#### Requirement A
According to the interview transcript, about how far into the program does the interview begin?

#### Selected passage
begin
Listen in to the interview with Arts Weekly host Adam and artist Claire Bridge as they discuss VAS HOLOS, an exhibition of works by Claire Bridge, Jia Jia Chen, Katie Stackhouse and Nina Sanadze at Meat Market’s Stables.
The interview commences at around 45 mins into the program.
Transcript of the Interview below
Arts Weekly 3 MBS radio Vas Holos interview
SPEAKERS
Host Adam and artist Claire Bridge
Adam: The wonderful voice of Cesaria Evora and ‘Soldad’. You're listening to 3MBS Arts Weekly and don't forget to subscribe and everybody who's subscribed goes into the drawer to win one of our major prizes and also goes into the draw to win one of the daily prizes and I'll mention what those are coming up shortly but first we have with us in the studio artist Claire Bridge. Claire. Hi, how are you?
Claire: Hi, Adam. It's pleasure to be here.
Adam: Now. Claire, you've got an exhibition on at the North Melbourne meatworks tell us about the tell us about the exhibition. It's you're .. You're showing with three other artists colleagues of yours.
Claire: We've got an exhibition at the Stables which is at Meat Market, and it's myself, artists Jia Jia Chen, Katie Stackhouse, and Nina Sanadze and we've titled the exhibition 'Vas Holos'.
Adam: Which means?
Claire: It comes from the Latin. So we've brought together these two Latin words 'vas' which relates to the vessel or you might have heard of vascular like veins so it's, you know what carries fluids but also as a container. So it has both those connotations. And 'Holos' has a derivation or an etymology around wholeness or coming together. So we're thinking about current times how we come together as a body politic, how we come together around issues in relationship to the environment, to our cultural heritage as well, but also even into our own body, our physical beings and how we relate to that.
Adam: Now, I did go and have a look at your your exhibition and you very you were very kind to actually take me through it, and talk me through the works and gave me a nice little summary of what each artist is doing. So I'm gonna ask you to cast your mind back to that and sort of like, in words, take us through the exhibition of the what's being shown of the four artists. So you walk in, and you start with the works of …?
Claire: We start with Jia Jia Chen which is a beautiful way to enter the space. Jia Jia has created a courtyard or Chinese garden so she's really blended her Chinese heritage, these eastern influences of a garden, a sanctuary, a place of contemplation, and she's created what looks to be similar to a Venetian cistern. So we've got a source, a fountain right there in the middle. So she's relating this also to the Roman courtyard or, you know, living here in a westernized country as well. So bringing together these heritages and focusing on exchange as well. So white gold, porcelain, was considered to be a 'white gold' and amazing source of of wealth that the Europeans wanted to discover how to how to use and how to create as well. So she's playing with the blue and white of this white gold in this set piece, or installation.
Adam: And of course it fits into because it's like obviously, it's both in Chinese culture and you know, that traditional Western culture, like a meeting place where everybody would come and exchange ideas and chat and hang out.
Claire: Very much so. Yeah, so it really does have that sort of place of dialogue and exchange. And from there, we move through a gateway So she's created a real sense of movement into the next space, which is Katie Stackhouse's work who explores forms which are circular like portals or thresholds. And really she's talking about a sense of, of openings, of moving through, of transition and change but also like nurturing and care. So these ideas of how we, how we can move through with each other and in relation to each other.
Adam: And one of the most striking works that that I've that I thought was, what to me looks like a massive gold coin with the center sort of punched out of it in and tell us a little bit about that.
end
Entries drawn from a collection
begin
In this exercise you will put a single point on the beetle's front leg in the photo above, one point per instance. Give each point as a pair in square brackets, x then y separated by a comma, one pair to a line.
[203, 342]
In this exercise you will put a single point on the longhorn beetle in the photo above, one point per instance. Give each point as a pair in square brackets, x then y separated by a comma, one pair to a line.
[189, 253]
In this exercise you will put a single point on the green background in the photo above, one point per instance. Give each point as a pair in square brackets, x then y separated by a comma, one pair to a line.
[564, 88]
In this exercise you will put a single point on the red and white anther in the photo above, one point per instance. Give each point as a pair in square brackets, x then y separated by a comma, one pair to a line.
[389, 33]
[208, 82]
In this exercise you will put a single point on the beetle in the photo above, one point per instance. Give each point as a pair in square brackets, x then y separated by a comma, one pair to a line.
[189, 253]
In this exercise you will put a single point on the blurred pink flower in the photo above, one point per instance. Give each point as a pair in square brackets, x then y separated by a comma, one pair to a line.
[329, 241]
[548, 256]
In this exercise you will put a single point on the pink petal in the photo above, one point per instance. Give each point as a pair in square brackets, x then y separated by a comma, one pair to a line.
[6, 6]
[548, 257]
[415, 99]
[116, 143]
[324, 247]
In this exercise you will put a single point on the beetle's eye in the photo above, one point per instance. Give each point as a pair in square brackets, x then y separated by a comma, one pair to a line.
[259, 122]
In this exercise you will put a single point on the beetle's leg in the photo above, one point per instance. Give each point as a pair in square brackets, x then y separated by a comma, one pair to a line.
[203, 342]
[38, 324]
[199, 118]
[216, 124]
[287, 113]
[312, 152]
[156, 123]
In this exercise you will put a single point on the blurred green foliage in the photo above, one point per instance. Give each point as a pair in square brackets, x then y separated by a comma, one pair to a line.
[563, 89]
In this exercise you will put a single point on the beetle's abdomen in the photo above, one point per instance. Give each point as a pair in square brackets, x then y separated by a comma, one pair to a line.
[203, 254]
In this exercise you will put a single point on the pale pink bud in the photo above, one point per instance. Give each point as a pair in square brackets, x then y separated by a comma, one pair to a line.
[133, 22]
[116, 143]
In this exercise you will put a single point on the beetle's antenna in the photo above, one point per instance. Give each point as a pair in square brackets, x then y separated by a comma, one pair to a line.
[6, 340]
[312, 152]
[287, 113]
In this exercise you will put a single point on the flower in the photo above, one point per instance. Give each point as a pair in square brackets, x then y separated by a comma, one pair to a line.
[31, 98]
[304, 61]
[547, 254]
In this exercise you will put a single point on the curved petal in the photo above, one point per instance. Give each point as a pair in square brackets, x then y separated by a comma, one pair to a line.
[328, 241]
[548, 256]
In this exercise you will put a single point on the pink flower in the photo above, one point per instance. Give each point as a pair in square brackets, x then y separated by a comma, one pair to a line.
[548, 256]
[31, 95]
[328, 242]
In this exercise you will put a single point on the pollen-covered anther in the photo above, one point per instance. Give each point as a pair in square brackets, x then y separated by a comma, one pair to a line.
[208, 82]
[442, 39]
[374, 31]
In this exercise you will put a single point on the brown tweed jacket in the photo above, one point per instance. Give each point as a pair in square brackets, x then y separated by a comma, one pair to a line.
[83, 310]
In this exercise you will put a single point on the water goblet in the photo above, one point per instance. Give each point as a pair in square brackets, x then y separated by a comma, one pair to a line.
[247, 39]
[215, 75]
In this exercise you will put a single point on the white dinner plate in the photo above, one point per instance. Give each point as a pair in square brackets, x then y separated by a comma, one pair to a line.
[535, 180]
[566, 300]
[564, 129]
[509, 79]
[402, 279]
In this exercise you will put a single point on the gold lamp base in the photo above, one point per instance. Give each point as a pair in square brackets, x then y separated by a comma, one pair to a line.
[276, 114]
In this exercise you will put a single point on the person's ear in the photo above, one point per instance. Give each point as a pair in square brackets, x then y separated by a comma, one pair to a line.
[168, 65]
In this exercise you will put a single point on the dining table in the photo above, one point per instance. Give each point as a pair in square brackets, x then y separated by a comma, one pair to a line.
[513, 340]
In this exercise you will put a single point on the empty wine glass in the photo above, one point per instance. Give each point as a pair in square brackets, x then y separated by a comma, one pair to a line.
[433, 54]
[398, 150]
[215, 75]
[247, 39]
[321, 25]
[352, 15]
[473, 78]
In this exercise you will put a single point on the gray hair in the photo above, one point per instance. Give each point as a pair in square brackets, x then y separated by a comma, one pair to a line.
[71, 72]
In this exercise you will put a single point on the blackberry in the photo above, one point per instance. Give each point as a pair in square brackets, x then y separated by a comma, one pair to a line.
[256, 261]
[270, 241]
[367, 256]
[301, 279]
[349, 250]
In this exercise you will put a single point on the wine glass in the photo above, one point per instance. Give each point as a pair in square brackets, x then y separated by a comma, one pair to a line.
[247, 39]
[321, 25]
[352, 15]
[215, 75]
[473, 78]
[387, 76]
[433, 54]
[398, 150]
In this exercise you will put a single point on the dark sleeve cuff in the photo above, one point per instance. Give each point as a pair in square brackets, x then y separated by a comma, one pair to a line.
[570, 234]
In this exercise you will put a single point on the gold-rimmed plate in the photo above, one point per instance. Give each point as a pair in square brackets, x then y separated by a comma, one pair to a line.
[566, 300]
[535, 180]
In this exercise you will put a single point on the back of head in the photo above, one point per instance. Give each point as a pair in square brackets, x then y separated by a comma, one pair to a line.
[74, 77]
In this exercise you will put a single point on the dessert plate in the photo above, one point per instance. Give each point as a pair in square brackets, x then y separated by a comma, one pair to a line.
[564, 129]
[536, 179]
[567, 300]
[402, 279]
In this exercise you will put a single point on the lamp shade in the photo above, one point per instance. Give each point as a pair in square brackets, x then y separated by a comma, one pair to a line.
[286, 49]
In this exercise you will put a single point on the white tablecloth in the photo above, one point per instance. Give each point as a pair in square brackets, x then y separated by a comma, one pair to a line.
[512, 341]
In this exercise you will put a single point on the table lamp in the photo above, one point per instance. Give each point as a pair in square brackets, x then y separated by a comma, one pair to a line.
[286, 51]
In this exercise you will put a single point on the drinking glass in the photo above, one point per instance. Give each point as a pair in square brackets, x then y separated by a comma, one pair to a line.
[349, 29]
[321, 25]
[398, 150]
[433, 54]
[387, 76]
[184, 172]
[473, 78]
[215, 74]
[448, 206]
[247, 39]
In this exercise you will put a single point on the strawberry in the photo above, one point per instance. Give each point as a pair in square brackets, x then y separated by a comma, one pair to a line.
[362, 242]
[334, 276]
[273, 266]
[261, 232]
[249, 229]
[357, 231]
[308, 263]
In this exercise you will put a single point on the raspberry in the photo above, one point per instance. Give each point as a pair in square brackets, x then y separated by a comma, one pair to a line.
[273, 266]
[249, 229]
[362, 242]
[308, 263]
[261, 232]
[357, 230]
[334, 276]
end
#### Requirement B
Locate every line in the records above that contains the word "wine" and copy each of those lines. Case counts.

#### Task solution A
At around 45 minutes into the program.

#### Task solution B
In this exercise you will put a single point on the empty wine glass in the photo above, one point per instance. Give each point as a pair in square brackets, x then y separated by a comma, one pair to a line.
In this exercise you will put a single point on the wine glass in the photo above, one point per instance. Give each point as a pair in square brackets, x then y separated by a comma, one pair to a line.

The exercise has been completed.